Written exercise:
The data must be returned in full and exactly as given.

Given records:
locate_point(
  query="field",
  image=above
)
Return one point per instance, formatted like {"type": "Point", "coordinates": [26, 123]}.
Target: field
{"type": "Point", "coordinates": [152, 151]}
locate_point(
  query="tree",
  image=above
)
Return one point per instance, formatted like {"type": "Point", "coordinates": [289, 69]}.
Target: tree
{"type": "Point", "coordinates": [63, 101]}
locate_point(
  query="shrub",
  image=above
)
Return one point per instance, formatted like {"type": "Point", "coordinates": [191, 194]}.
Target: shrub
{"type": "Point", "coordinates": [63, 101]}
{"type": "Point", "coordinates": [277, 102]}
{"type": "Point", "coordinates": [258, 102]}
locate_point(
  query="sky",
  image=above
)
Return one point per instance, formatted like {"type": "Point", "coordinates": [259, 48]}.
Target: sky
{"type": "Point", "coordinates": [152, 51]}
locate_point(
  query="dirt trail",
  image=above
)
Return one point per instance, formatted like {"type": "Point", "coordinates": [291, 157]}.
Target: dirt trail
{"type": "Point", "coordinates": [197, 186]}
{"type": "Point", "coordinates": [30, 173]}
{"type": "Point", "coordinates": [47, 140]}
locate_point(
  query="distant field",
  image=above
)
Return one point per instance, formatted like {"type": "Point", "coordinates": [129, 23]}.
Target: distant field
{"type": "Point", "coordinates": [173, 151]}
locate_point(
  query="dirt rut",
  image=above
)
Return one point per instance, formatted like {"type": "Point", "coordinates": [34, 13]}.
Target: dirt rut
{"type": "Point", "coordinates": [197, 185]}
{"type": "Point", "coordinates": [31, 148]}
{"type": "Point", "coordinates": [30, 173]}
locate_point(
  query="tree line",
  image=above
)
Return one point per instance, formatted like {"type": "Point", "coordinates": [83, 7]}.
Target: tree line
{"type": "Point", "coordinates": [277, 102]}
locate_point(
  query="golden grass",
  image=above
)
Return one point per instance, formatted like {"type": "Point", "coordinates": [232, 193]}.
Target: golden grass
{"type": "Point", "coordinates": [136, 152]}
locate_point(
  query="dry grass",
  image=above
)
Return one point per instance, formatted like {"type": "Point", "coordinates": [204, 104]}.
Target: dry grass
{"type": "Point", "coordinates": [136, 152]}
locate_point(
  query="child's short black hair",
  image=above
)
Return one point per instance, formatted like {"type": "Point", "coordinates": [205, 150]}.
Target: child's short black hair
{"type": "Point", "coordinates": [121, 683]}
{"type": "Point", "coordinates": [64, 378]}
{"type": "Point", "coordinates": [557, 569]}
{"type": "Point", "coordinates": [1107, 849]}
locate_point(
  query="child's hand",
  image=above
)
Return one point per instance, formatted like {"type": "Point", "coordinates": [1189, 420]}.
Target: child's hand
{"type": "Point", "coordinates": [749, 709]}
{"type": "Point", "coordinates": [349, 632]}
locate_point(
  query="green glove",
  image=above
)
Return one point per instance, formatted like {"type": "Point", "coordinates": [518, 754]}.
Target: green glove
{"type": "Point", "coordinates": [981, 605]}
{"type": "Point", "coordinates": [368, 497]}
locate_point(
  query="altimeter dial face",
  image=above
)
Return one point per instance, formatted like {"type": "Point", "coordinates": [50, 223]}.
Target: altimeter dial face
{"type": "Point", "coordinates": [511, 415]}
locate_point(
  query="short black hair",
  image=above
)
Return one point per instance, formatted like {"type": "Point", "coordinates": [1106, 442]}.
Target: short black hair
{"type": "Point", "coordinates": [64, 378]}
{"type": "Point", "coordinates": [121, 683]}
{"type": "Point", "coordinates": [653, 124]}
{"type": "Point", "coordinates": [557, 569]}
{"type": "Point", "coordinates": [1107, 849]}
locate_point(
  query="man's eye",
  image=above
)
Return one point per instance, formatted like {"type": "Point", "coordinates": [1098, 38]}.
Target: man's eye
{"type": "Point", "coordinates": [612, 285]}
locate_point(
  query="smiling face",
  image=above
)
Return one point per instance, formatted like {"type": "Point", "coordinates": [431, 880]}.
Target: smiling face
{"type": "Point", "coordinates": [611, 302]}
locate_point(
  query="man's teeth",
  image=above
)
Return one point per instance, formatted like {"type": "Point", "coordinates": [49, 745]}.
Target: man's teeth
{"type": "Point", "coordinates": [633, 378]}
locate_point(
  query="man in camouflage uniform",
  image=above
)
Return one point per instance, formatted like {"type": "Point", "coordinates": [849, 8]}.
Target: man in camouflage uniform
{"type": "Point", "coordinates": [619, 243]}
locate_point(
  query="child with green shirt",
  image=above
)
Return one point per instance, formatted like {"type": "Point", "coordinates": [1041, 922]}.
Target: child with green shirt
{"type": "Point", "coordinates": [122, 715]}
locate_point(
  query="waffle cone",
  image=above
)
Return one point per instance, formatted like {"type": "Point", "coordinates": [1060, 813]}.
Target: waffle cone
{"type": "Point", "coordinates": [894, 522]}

Solution to this problem:
locate_point(
  query="field",
  image=above
)
Return one point per instance, formatted like {"type": "Point", "coordinates": [26, 123]}.
Target: field
{"type": "Point", "coordinates": [152, 151]}
locate_point(
  query="tree",
  image=above
)
Return one point per instance, formatted like {"type": "Point", "coordinates": [289, 69]}.
Target: tree
{"type": "Point", "coordinates": [63, 101]}
locate_point(
  query="shrub",
  image=above
)
Return one point per instance, formatted like {"type": "Point", "coordinates": [191, 194]}.
Target: shrub
{"type": "Point", "coordinates": [63, 101]}
{"type": "Point", "coordinates": [277, 102]}
{"type": "Point", "coordinates": [258, 102]}
locate_point(
  query="sky",
  image=above
)
Return one point per instance, formatted like {"type": "Point", "coordinates": [259, 48]}.
Target: sky
{"type": "Point", "coordinates": [152, 51]}
locate_point(
  query="dirt trail",
  image=above
)
Return one point per instance, formatted like {"type": "Point", "coordinates": [291, 157]}.
Target: dirt trail
{"type": "Point", "coordinates": [197, 186]}
{"type": "Point", "coordinates": [30, 173]}
{"type": "Point", "coordinates": [47, 140]}
locate_point(
  query="distant field",
  image=above
)
Return one point per instance, formatted like {"type": "Point", "coordinates": [129, 23]}.
Target: distant field
{"type": "Point", "coordinates": [173, 151]}
locate_point(
  query="dirt rut",
  image=above
)
Return one point per instance, formatted like {"type": "Point", "coordinates": [34, 13]}.
Target: dirt rut
{"type": "Point", "coordinates": [197, 185]}
{"type": "Point", "coordinates": [31, 148]}
{"type": "Point", "coordinates": [30, 173]}
locate_point(
  query="tree line",
  image=above
)
Return one point per instance, formatted like {"type": "Point", "coordinates": [83, 7]}.
Target: tree line
{"type": "Point", "coordinates": [277, 102]}
locate_point(
  query="golden grass",
  image=above
)
Return one point per instance, formatted like {"type": "Point", "coordinates": [232, 193]}.
Target: golden grass
{"type": "Point", "coordinates": [136, 152]}
locate_point(
  query="dry grass",
  image=above
)
Return one point per instance, formatted like {"type": "Point", "coordinates": [204, 104]}.
Target: dry grass
{"type": "Point", "coordinates": [136, 152]}
locate_point(
  query="child's short black hair",
  image=above
)
Return one point per instance, formatted like {"type": "Point", "coordinates": [205, 150]}.
Target: child's short black hair
{"type": "Point", "coordinates": [121, 683]}
{"type": "Point", "coordinates": [64, 378]}
{"type": "Point", "coordinates": [557, 569]}
{"type": "Point", "coordinates": [1107, 849]}
locate_point(
  query="child's hand",
  image=above
)
Return one point per instance, formatted like {"type": "Point", "coordinates": [1189, 420]}.
Target: child's hand
{"type": "Point", "coordinates": [749, 709]}
{"type": "Point", "coordinates": [349, 632]}
locate_point(
  query="green glove",
  image=above
)
Return one point per instance, formatted like {"type": "Point", "coordinates": [518, 754]}.
Target: green glove
{"type": "Point", "coordinates": [981, 605]}
{"type": "Point", "coordinates": [368, 497]}
locate_point(
  query="altimeter dial face",
  image=above
)
Return one point per instance, formatted like {"type": "Point", "coordinates": [50, 223]}.
Target: altimeter dial face
{"type": "Point", "coordinates": [511, 415]}
locate_point(
  query="short black hair",
  image=above
)
Return one point per instance, formatted like {"type": "Point", "coordinates": [1106, 442]}.
Target: short black hair
{"type": "Point", "coordinates": [64, 378]}
{"type": "Point", "coordinates": [121, 683]}
{"type": "Point", "coordinates": [653, 124]}
{"type": "Point", "coordinates": [557, 569]}
{"type": "Point", "coordinates": [1107, 849]}
locate_point(
  query="man's eye",
  image=above
)
Return one point per instance, formatted like {"type": "Point", "coordinates": [1098, 38]}.
Target: man's eye
{"type": "Point", "coordinates": [612, 285]}
locate_point(
  query="smiling face",
  image=above
)
Return one point per instance, formatted like {"type": "Point", "coordinates": [431, 880]}.
Target: smiling face
{"type": "Point", "coordinates": [611, 302]}
locate_point(
  query="man's teeth",
  image=above
)
Return one point per instance, formatted like {"type": "Point", "coordinates": [49, 745]}.
Target: man's teeth
{"type": "Point", "coordinates": [633, 378]}
locate_point(
  query="man in camouflage uniform",
  image=above
)
Return one point per instance, formatted like {"type": "Point", "coordinates": [849, 8]}.
Target: man in camouflage uniform
{"type": "Point", "coordinates": [619, 243]}
locate_point(
  query="child with green shirt",
  image=above
)
Return one point per instance, formatted like {"type": "Point", "coordinates": [1041, 922]}.
Target: child with green shirt
{"type": "Point", "coordinates": [122, 715]}
locate_point(
  query="waffle cone",
  image=above
)
Return one point per instance, formatted like {"type": "Point", "coordinates": [1060, 813]}.
Target: waffle cone
{"type": "Point", "coordinates": [894, 522]}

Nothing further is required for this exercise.